Set problem >> Put everything below, from the line containing "mark the region of every instance of the cove" down to the line containing "127 76 L 114", both included, into a numbered list with blank lines left out.

(Entries from an annotation dataset)
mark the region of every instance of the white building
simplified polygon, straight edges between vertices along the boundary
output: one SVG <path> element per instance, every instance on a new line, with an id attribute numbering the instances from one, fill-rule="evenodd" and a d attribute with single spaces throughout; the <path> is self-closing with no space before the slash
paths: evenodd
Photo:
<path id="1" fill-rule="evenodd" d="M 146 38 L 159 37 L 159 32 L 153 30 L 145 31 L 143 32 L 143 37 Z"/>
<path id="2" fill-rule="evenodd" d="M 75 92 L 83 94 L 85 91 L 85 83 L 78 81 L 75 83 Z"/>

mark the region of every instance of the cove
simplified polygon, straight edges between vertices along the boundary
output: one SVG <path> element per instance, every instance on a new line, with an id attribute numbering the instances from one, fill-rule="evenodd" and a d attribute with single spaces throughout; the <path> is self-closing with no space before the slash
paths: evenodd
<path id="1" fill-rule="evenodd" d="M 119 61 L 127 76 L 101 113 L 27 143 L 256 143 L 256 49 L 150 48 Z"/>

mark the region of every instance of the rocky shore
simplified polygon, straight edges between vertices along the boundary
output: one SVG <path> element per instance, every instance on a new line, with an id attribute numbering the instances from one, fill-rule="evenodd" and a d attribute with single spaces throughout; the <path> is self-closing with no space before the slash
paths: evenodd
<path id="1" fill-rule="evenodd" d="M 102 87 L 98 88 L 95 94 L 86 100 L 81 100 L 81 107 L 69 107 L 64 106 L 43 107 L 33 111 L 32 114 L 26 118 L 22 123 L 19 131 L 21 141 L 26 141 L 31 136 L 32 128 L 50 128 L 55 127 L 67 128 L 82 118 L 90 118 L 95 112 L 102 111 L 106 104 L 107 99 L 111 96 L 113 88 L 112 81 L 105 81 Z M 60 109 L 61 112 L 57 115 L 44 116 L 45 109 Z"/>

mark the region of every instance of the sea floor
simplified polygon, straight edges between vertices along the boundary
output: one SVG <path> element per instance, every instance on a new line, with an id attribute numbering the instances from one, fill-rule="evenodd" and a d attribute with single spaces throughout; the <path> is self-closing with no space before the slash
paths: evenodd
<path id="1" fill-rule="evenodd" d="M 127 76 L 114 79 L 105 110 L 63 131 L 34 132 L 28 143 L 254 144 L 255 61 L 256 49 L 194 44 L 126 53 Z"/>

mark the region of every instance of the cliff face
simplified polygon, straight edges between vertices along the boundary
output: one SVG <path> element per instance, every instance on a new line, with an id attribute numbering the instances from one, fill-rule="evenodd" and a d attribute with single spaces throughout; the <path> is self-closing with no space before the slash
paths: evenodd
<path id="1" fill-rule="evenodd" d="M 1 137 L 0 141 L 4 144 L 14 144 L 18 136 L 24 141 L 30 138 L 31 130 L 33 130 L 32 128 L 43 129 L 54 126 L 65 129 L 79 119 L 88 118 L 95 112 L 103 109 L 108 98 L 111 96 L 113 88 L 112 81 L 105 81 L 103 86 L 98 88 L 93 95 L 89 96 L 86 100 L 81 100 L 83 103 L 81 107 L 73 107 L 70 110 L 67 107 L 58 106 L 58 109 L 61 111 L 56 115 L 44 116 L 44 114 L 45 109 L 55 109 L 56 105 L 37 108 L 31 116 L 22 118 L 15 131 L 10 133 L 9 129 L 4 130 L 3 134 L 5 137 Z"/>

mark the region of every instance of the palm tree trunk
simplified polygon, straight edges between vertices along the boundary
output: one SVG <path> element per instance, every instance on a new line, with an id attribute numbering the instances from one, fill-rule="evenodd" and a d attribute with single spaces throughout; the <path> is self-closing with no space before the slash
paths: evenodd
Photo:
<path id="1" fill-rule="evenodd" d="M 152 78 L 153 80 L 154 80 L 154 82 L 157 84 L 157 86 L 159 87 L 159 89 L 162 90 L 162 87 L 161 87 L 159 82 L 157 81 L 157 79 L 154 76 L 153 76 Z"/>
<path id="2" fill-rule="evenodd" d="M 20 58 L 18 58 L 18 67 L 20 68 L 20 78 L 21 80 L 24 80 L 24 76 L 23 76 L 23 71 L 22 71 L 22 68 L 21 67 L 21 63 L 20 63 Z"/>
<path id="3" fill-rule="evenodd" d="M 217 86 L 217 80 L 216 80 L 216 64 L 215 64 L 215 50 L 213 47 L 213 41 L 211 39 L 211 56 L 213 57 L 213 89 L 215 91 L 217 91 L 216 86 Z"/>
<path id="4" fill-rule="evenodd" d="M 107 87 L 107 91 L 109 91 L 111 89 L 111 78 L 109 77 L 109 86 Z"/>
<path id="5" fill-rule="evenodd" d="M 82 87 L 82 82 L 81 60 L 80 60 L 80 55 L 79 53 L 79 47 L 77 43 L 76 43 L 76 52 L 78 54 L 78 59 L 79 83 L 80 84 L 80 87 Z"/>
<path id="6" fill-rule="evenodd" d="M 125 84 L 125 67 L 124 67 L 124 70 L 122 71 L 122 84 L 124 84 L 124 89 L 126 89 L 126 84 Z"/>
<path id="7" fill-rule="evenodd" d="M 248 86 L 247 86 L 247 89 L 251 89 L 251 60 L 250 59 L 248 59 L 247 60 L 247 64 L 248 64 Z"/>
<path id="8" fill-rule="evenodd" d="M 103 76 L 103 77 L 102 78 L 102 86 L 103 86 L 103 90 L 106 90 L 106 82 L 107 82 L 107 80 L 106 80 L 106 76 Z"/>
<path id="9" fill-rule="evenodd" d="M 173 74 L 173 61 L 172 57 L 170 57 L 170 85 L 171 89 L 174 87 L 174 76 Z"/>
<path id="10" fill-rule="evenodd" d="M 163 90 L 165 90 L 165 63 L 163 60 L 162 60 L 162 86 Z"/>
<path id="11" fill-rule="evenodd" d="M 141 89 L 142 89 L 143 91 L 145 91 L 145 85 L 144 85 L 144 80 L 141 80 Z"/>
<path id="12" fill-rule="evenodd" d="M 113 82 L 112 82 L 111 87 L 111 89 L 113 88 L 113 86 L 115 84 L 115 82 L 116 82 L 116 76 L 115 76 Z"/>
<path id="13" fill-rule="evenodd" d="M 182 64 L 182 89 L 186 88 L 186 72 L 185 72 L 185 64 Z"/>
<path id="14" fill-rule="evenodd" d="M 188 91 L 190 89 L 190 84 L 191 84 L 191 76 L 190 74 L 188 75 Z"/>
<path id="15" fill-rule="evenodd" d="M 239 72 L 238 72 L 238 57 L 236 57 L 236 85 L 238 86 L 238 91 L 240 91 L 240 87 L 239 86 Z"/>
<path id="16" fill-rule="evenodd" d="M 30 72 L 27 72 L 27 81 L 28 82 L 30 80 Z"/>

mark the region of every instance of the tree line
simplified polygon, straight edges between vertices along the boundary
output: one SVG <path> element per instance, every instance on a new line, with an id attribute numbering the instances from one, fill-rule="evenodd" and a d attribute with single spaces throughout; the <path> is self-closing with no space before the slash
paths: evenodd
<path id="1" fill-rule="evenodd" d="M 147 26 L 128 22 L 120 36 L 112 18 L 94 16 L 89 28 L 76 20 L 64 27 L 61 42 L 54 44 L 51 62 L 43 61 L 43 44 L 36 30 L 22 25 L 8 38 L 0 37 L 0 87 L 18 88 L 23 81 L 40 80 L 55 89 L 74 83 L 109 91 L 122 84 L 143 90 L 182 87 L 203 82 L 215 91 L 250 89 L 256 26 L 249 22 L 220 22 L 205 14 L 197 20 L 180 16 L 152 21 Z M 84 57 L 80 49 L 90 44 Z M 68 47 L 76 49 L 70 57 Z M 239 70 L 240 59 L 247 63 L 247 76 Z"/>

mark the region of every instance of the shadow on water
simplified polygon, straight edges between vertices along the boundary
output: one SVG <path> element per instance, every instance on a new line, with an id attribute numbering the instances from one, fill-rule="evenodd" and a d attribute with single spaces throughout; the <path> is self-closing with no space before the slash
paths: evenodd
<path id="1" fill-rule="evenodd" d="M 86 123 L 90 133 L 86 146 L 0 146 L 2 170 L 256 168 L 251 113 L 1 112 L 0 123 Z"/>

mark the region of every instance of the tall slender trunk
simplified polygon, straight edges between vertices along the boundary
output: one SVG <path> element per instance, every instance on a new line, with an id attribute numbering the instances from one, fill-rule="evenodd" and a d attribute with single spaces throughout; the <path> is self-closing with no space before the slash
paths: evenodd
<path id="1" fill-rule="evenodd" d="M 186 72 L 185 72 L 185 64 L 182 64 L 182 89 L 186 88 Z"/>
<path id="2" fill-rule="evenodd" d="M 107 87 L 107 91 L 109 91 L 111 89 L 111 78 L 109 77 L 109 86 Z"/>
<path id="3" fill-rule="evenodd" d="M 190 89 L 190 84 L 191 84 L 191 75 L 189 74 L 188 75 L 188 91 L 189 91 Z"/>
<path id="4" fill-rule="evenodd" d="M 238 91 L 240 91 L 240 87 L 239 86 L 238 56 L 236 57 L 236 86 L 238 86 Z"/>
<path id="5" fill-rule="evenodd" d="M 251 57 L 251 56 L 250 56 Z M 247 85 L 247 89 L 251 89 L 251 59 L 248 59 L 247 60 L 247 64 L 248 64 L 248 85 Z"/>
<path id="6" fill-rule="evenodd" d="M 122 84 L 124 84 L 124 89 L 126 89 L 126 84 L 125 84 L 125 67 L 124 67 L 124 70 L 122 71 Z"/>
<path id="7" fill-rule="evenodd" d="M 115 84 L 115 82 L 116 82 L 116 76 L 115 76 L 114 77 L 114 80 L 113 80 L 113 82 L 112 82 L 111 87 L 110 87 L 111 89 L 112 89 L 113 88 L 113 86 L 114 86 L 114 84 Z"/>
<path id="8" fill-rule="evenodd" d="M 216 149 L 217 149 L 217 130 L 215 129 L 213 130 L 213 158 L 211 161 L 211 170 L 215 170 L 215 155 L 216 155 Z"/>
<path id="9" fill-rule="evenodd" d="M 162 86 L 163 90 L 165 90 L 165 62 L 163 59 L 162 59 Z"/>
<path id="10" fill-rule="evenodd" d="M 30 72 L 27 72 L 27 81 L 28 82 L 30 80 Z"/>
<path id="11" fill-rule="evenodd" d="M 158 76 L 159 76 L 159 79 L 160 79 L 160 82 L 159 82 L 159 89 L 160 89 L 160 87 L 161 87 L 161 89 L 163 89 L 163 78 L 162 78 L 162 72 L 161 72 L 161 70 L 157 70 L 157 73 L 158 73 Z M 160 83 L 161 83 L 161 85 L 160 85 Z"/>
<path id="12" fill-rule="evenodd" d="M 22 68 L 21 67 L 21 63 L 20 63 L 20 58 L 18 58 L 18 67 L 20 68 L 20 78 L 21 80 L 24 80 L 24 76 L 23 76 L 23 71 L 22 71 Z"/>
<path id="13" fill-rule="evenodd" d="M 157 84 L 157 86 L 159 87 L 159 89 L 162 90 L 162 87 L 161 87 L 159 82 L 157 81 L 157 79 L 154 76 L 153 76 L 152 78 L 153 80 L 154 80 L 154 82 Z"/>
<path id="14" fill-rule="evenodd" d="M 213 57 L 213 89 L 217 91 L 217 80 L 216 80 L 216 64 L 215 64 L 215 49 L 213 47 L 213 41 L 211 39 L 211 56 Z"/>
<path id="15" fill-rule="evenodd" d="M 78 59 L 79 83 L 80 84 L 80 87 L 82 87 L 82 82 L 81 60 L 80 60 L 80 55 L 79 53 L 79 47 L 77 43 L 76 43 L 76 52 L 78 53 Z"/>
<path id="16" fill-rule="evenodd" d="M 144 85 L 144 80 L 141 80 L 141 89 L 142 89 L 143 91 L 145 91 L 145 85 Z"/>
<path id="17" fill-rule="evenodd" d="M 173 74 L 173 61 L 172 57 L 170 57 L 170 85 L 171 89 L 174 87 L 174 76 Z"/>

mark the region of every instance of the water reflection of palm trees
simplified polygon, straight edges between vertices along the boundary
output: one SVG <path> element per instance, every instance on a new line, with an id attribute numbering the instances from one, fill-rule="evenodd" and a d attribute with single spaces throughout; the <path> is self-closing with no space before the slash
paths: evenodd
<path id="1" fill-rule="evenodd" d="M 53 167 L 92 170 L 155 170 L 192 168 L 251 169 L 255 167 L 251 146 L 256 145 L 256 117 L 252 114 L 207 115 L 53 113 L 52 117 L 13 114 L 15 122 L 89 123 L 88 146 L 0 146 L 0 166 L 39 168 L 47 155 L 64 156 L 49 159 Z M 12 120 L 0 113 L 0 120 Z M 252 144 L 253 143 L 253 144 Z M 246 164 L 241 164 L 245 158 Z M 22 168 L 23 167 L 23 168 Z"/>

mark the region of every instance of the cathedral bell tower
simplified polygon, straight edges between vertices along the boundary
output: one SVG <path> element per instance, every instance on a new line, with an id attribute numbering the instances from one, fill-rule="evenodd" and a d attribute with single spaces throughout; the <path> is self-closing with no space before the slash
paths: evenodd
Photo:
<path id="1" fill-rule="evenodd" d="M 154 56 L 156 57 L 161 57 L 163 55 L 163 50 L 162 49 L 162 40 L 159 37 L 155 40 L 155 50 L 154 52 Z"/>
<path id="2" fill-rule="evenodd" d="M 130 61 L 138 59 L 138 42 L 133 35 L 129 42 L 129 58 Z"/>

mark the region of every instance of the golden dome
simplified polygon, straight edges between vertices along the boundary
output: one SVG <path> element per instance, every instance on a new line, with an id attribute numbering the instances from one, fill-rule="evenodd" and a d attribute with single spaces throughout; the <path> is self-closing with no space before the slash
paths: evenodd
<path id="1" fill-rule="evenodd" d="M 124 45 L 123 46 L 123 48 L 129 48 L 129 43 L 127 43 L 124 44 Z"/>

Output for this task >>
1. mark the region of every instance of the cove
2. simplified polygon, straight edges between vertices along the boundary
3. output: one SVG <path> element per instance, every instance on a new line, with an id attribute numbering the instances from one, fill-rule="evenodd" and a d attribute with single spaces throughout; the <path> is self-closing with no space before the slash
4. paths: evenodd
5. <path id="1" fill-rule="evenodd" d="M 119 61 L 127 76 L 101 113 L 27 143 L 256 143 L 256 49 L 150 48 Z"/>
6. mark the region of every instance of the rocky shore
7. simplified polygon, straight edges between vertices along the boundary
8. output: one SVG <path> element per instance, every instance on a new line, with an id attribute numbering the instances from one, fill-rule="evenodd" and a d attribute with single spaces throughout; the <path> is self-closing with no space before the slash
9. paths: evenodd
10. <path id="1" fill-rule="evenodd" d="M 102 87 L 98 88 L 95 94 L 86 100 L 81 100 L 81 107 L 69 107 L 64 106 L 43 107 L 33 111 L 32 114 L 26 118 L 22 123 L 19 131 L 21 141 L 26 141 L 31 136 L 32 128 L 50 128 L 55 127 L 67 128 L 82 118 L 90 118 L 95 112 L 102 111 L 106 104 L 107 99 L 111 96 L 113 88 L 112 81 L 105 81 Z M 60 109 L 61 112 L 57 115 L 44 116 L 45 109 Z"/>
11. mark the region of every instance of the sea floor
12. simplified polygon, straight edges between vertices along the boundary
13. output: one SVG <path> element per instance, every instance on a new line, with an id attribute numbering the instances from one, fill-rule="evenodd" and a d attribute with single spaces throughout; the <path> is self-closing with no space before the slash
14. paths: evenodd
15. <path id="1" fill-rule="evenodd" d="M 127 76 L 114 79 L 105 110 L 63 131 L 34 132 L 28 143 L 254 144 L 255 61 L 256 49 L 194 44 L 126 53 Z"/>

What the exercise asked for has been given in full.